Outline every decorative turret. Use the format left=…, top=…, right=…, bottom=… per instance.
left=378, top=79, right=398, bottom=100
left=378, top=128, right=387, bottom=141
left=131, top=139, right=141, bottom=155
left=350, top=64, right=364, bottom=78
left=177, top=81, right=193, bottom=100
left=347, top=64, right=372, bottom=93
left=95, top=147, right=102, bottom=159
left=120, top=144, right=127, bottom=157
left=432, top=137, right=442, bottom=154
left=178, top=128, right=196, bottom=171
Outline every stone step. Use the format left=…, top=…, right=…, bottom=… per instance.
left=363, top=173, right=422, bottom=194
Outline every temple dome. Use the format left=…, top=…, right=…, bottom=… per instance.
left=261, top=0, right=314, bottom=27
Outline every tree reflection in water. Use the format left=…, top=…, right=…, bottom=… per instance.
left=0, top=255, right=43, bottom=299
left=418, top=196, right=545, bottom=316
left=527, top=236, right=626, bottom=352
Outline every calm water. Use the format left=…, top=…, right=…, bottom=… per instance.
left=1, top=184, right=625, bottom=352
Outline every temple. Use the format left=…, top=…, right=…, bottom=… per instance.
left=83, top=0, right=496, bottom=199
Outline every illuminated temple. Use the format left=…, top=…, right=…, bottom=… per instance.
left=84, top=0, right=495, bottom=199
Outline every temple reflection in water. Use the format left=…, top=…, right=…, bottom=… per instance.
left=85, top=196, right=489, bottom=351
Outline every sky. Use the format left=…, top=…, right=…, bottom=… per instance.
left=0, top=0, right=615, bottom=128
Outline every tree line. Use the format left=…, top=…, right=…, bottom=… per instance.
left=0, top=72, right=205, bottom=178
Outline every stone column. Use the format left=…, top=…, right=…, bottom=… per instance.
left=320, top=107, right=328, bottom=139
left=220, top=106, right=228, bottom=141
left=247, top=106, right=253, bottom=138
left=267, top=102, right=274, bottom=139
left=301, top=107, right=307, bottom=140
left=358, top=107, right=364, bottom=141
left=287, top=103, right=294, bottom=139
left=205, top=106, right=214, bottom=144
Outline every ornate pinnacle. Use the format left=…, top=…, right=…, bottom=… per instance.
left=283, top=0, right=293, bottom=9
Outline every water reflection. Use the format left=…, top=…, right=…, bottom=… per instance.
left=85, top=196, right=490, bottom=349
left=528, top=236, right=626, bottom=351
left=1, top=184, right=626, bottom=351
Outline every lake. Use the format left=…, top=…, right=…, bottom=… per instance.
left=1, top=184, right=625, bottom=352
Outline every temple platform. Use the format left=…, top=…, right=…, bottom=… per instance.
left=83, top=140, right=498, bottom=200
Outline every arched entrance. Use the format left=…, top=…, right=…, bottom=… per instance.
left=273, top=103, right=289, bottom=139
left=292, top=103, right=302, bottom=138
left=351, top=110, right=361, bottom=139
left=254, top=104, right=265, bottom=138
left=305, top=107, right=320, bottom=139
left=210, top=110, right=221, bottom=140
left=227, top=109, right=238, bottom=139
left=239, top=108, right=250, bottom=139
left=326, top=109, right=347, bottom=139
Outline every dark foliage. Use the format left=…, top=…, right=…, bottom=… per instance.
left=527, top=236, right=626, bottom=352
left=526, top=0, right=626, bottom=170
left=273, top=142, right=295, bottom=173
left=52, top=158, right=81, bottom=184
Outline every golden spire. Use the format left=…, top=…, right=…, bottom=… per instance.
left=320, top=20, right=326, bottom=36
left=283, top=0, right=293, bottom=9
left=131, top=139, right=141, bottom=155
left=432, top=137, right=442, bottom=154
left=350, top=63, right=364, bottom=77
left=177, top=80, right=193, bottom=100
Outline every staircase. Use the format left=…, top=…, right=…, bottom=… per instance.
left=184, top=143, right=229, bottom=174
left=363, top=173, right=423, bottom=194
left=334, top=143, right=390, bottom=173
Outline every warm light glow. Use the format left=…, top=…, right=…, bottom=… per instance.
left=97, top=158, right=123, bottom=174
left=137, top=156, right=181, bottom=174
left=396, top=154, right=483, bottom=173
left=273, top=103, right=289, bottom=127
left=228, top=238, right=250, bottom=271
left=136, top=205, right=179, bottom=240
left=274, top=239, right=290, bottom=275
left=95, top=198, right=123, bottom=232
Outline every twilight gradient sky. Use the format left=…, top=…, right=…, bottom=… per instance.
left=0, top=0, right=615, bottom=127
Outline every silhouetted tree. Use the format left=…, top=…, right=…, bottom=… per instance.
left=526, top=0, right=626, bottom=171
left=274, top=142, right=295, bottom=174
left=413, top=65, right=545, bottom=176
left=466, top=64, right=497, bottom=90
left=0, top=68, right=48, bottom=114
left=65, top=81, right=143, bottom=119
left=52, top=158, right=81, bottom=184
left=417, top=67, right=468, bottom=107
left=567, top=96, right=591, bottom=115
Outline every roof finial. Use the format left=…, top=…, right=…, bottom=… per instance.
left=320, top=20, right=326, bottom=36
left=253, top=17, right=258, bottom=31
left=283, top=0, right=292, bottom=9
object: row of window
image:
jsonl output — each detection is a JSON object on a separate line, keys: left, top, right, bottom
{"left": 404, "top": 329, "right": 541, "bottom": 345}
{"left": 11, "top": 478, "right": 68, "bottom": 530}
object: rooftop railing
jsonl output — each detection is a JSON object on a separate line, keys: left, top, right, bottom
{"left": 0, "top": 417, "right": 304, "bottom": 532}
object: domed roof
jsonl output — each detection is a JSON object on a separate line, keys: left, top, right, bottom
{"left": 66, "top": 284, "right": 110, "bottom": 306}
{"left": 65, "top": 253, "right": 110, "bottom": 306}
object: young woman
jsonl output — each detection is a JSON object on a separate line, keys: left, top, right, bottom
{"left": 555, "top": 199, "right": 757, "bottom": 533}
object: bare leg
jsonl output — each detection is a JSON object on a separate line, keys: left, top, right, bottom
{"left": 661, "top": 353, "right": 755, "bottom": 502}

EXERCISE INSTRUCTIONS.
Exactly as written, return every line of the material.

TASK SOLUTION.
Outline every decorative turret. Use the format left=…, top=…, right=…, bottom=… per instance.
left=378, top=79, right=398, bottom=100
left=378, top=128, right=387, bottom=141
left=131, top=139, right=141, bottom=155
left=350, top=64, right=364, bottom=78
left=177, top=81, right=193, bottom=100
left=347, top=64, right=372, bottom=93
left=95, top=147, right=102, bottom=159
left=120, top=144, right=127, bottom=157
left=432, top=137, right=442, bottom=154
left=178, top=128, right=196, bottom=171
Outline every stone step. Use the format left=…, top=…, right=…, bottom=… per instance.
left=363, top=173, right=422, bottom=194
Outline every temple dome. Use the format left=…, top=…, right=…, bottom=… per instance.
left=261, top=0, right=314, bottom=27
Outline every tree reflection in water. Use the format left=…, top=…, right=…, bottom=… per instance.
left=0, top=255, right=43, bottom=299
left=418, top=196, right=545, bottom=316
left=527, top=236, right=626, bottom=352
Outline every calm water. Use the format left=…, top=…, right=…, bottom=… per instance.
left=1, top=184, right=625, bottom=352
Outline every temple. Use the format left=…, top=…, right=…, bottom=… per instance.
left=83, top=0, right=496, bottom=199
Outline every illuminated temple. Use the format left=…, top=…, right=…, bottom=… per instance.
left=84, top=0, right=495, bottom=199
Outline every temple reflection in water. Use the format left=…, top=…, right=…, bottom=… per instance.
left=85, top=196, right=489, bottom=351
Outline every sky. Use the format left=…, top=…, right=…, bottom=… per instance.
left=0, top=0, right=615, bottom=128
Outline every tree line. Use the format left=…, top=…, right=…, bottom=… per instance.
left=0, top=72, right=205, bottom=178
Outline every stone column. Use the format left=…, top=…, right=…, bottom=… per instance.
left=320, top=107, right=328, bottom=139
left=220, top=106, right=228, bottom=141
left=247, top=106, right=253, bottom=138
left=267, top=102, right=274, bottom=139
left=301, top=107, right=307, bottom=140
left=358, top=107, right=364, bottom=141
left=287, top=103, right=294, bottom=139
left=205, top=106, right=214, bottom=144
Outline every ornate pinnacle. Use the format left=…, top=…, right=…, bottom=… per instance.
left=283, top=0, right=293, bottom=9
Outline every water reflection. Use the format left=…, top=…, right=…, bottom=… per instance.
left=85, top=196, right=490, bottom=349
left=528, top=236, right=626, bottom=351
left=1, top=184, right=626, bottom=351
Outline every lake. Use the format left=…, top=…, right=…, bottom=… per instance.
left=1, top=184, right=625, bottom=352
Outline every temple platform. Use the format left=…, top=…, right=…, bottom=… per instance.
left=83, top=140, right=498, bottom=200
Outline every arched entrance. Use the format left=…, top=…, right=…, bottom=… per instance.
left=273, top=103, right=289, bottom=139
left=292, top=103, right=302, bottom=138
left=351, top=110, right=361, bottom=139
left=254, top=104, right=265, bottom=138
left=305, top=107, right=320, bottom=139
left=210, top=110, right=221, bottom=140
left=227, top=109, right=238, bottom=139
left=239, top=108, right=250, bottom=139
left=326, top=109, right=347, bottom=139
Outline every dark foliage. Use the format left=…, top=…, right=…, bottom=… per instance.
left=527, top=236, right=626, bottom=352
left=526, top=0, right=626, bottom=170
left=273, top=142, right=295, bottom=173
left=52, top=158, right=81, bottom=184
Outline every golden spire. Use the format left=…, top=…, right=…, bottom=… per instance.
left=320, top=20, right=326, bottom=36
left=283, top=0, right=293, bottom=9
left=131, top=139, right=141, bottom=155
left=432, top=137, right=442, bottom=154
left=350, top=63, right=364, bottom=77
left=177, top=80, right=193, bottom=100
Outline every staircase. Use the format left=…, top=…, right=…, bottom=… per instance.
left=184, top=143, right=229, bottom=174
left=363, top=173, right=423, bottom=194
left=334, top=143, right=390, bottom=173
Outline every warm light glow. Use the format left=…, top=…, right=…, bottom=… per instance.
left=97, top=158, right=123, bottom=174
left=137, top=156, right=181, bottom=174
left=396, top=154, right=483, bottom=173
left=273, top=103, right=289, bottom=127
left=228, top=238, right=250, bottom=271
left=136, top=205, right=179, bottom=240
left=274, top=239, right=290, bottom=275
left=95, top=198, right=123, bottom=232
Outline every twilight gradient sky. Use the format left=…, top=…, right=…, bottom=… per instance.
left=0, top=0, right=615, bottom=127
Outline every silhouetted tree. Use the format left=…, top=…, right=…, bottom=… per instance.
left=526, top=0, right=626, bottom=171
left=274, top=142, right=295, bottom=174
left=413, top=65, right=545, bottom=176
left=466, top=64, right=497, bottom=90
left=0, top=68, right=48, bottom=114
left=65, top=81, right=143, bottom=119
left=52, top=158, right=81, bottom=184
left=417, top=67, right=468, bottom=107
left=567, top=96, right=591, bottom=115
Outline every roof finial. Use the format left=…, top=…, right=…, bottom=… per instance.
left=320, top=20, right=326, bottom=36
left=253, top=17, right=258, bottom=31
left=283, top=0, right=292, bottom=9
object: row of window
image:
jsonl output — each detection is a JSON object on a separate line, keys: left, top, right, bottom
{"left": 404, "top": 329, "right": 541, "bottom": 345}
{"left": 11, "top": 478, "right": 68, "bottom": 530}
object: rooftop railing
jsonl output — each detection is a JSON object on a separate line, keys: left, top, right, bottom
{"left": 0, "top": 417, "right": 304, "bottom": 532}
object: domed roof
jsonl output — each detection is a JSON object on a separate line, keys: left, top, right, bottom
{"left": 66, "top": 284, "right": 110, "bottom": 306}
{"left": 65, "top": 253, "right": 110, "bottom": 306}
object: young woman
jsonl output — each detection is a JSON object on a separate line, keys: left, top, right, bottom
{"left": 555, "top": 199, "right": 757, "bottom": 533}
object: bare leg
jsonl output — each detection is a JSON object on a separate line, keys: left, top, right, bottom
{"left": 661, "top": 353, "right": 755, "bottom": 502}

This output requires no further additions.